- **Exercise details**: In the entries that follow, how many lines contain "cursive"? Answer with the number only.

Excerpted records below:

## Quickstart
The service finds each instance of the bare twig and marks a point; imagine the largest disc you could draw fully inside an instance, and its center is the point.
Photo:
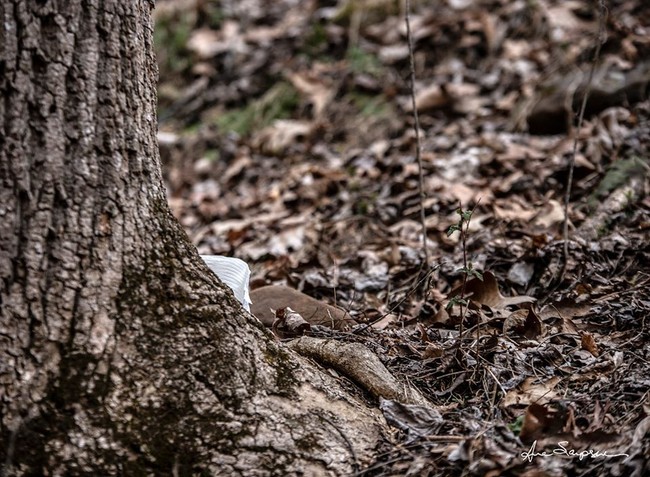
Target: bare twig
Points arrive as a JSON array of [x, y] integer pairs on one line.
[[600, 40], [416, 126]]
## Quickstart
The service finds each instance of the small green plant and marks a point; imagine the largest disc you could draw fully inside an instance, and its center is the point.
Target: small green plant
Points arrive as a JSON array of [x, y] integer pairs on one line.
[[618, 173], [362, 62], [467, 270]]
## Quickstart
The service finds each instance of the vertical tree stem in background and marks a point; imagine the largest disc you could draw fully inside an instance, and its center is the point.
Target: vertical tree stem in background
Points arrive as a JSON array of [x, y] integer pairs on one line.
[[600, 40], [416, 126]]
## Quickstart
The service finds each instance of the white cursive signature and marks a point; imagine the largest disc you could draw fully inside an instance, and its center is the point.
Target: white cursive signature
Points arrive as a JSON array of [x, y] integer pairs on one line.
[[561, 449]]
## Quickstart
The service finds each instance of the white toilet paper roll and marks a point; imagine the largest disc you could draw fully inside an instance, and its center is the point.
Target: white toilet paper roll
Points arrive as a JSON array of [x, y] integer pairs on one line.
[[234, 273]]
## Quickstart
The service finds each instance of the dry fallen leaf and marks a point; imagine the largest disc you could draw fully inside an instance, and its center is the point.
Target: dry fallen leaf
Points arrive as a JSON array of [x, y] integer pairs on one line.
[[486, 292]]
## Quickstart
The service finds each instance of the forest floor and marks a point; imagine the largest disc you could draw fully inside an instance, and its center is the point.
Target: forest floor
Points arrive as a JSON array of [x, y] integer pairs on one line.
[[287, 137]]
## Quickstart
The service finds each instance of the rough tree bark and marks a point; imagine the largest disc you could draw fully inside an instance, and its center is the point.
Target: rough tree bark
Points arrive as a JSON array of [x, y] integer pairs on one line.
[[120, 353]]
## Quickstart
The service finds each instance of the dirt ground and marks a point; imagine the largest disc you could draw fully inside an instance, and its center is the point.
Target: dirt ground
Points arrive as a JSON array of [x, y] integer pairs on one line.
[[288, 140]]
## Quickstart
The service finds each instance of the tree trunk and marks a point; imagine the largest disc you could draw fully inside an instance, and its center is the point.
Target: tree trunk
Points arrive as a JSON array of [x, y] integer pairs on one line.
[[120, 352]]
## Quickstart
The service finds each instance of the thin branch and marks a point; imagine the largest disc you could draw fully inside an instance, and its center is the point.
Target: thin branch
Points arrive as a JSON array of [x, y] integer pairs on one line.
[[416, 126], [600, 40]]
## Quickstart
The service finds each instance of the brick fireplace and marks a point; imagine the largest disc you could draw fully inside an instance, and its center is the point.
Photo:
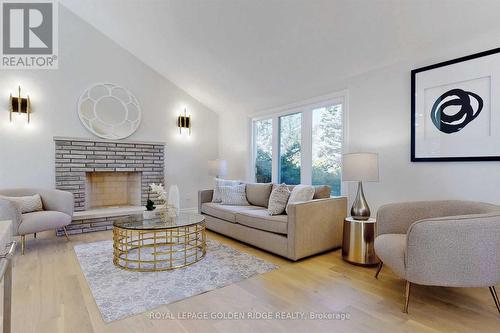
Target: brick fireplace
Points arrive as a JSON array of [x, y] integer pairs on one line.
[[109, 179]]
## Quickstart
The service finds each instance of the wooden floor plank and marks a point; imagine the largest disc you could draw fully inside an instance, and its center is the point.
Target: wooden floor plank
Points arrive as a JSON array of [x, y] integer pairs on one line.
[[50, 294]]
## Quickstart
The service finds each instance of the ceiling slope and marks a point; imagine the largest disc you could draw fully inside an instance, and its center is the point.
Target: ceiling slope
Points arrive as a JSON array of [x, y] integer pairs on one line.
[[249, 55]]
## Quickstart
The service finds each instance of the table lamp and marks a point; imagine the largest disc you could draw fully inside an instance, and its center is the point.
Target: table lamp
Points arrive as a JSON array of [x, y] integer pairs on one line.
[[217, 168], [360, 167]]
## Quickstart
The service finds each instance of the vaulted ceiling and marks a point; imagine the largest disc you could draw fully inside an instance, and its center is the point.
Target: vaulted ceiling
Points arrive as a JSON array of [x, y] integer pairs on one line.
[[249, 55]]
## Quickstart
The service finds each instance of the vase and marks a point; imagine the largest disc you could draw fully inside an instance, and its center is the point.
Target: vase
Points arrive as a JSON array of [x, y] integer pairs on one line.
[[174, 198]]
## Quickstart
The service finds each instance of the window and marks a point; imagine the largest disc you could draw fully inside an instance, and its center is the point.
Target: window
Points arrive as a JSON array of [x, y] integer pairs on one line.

End of Excerpted records.
Excerpted records below:

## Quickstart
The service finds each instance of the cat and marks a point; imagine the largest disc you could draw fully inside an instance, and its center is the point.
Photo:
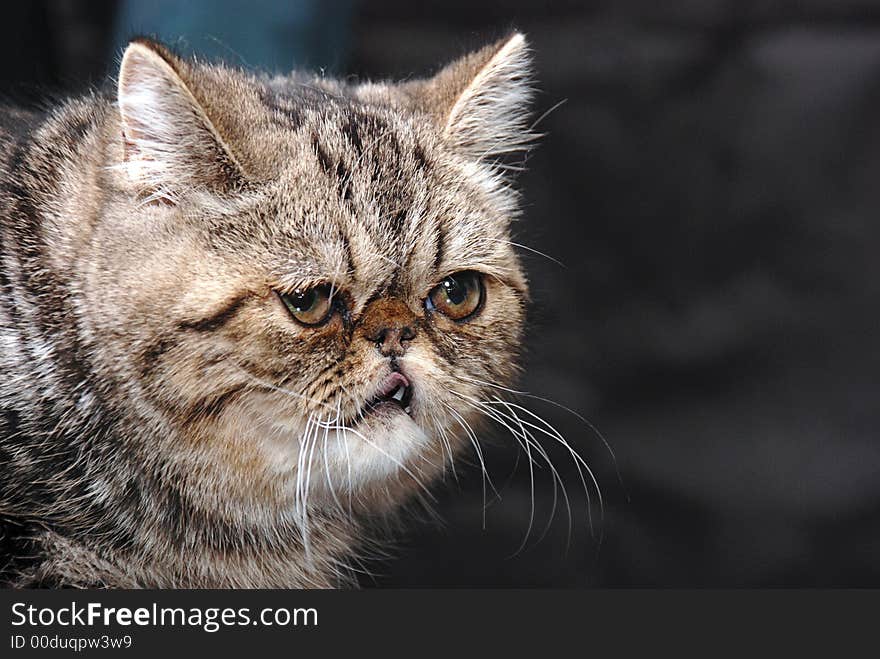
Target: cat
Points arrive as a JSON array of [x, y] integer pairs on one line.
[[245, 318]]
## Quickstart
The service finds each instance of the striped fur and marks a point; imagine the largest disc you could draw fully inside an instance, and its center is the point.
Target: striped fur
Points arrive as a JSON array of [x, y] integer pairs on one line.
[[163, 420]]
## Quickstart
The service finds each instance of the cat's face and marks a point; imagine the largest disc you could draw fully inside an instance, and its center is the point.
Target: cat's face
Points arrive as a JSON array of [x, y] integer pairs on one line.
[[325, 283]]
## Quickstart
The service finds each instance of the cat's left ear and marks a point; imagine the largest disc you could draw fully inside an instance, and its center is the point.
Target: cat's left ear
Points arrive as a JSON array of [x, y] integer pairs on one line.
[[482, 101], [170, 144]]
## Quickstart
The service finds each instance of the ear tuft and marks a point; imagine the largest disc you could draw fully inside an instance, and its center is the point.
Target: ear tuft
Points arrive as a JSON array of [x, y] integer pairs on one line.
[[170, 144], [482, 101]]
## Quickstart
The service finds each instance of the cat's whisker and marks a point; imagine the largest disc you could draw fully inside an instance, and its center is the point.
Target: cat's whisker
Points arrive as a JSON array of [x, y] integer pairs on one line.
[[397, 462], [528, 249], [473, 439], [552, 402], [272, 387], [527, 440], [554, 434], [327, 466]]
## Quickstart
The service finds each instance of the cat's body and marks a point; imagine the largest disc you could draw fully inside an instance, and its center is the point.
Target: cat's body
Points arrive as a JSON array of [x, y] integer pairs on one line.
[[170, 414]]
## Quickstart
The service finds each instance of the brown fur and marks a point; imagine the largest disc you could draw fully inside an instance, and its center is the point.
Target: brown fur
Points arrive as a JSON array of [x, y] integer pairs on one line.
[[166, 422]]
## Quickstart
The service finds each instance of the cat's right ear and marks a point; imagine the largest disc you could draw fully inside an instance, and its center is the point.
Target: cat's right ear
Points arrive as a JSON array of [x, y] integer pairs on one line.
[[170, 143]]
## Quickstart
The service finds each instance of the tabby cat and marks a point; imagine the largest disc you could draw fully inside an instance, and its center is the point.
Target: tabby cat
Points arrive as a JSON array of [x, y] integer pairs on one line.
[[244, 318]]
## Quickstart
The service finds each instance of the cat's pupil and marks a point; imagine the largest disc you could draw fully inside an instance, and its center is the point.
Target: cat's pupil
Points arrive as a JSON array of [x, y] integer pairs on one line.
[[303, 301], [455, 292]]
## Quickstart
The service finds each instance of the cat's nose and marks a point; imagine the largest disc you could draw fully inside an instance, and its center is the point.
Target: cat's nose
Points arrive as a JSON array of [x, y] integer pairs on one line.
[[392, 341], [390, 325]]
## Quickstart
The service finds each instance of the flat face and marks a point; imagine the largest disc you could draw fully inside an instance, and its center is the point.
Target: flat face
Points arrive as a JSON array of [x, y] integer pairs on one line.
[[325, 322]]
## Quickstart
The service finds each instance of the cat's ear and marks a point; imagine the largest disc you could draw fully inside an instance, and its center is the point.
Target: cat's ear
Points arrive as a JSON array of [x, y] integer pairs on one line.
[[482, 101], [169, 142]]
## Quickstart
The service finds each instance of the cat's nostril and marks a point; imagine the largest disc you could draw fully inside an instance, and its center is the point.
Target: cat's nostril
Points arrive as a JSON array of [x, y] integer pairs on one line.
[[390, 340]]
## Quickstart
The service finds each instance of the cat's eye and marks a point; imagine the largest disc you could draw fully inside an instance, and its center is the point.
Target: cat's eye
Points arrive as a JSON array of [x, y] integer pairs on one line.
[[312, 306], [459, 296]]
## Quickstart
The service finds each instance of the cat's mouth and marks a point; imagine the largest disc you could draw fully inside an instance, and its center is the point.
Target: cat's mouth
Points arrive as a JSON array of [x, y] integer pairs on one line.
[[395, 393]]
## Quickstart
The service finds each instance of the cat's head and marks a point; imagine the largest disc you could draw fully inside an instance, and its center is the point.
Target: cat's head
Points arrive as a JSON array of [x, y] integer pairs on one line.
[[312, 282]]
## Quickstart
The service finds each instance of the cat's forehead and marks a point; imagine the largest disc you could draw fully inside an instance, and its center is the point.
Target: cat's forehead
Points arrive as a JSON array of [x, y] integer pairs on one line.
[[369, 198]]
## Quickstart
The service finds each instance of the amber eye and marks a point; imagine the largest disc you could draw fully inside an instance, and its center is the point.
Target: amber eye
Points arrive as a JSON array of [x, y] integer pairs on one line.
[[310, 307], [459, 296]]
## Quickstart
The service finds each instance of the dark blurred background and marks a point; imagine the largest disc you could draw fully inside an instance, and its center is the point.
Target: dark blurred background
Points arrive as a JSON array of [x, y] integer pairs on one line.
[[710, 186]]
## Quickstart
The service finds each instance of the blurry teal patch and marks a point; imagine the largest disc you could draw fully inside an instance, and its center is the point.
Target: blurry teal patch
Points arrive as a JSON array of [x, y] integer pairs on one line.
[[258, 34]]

End of Excerpted records.

- **Expected answer**: 2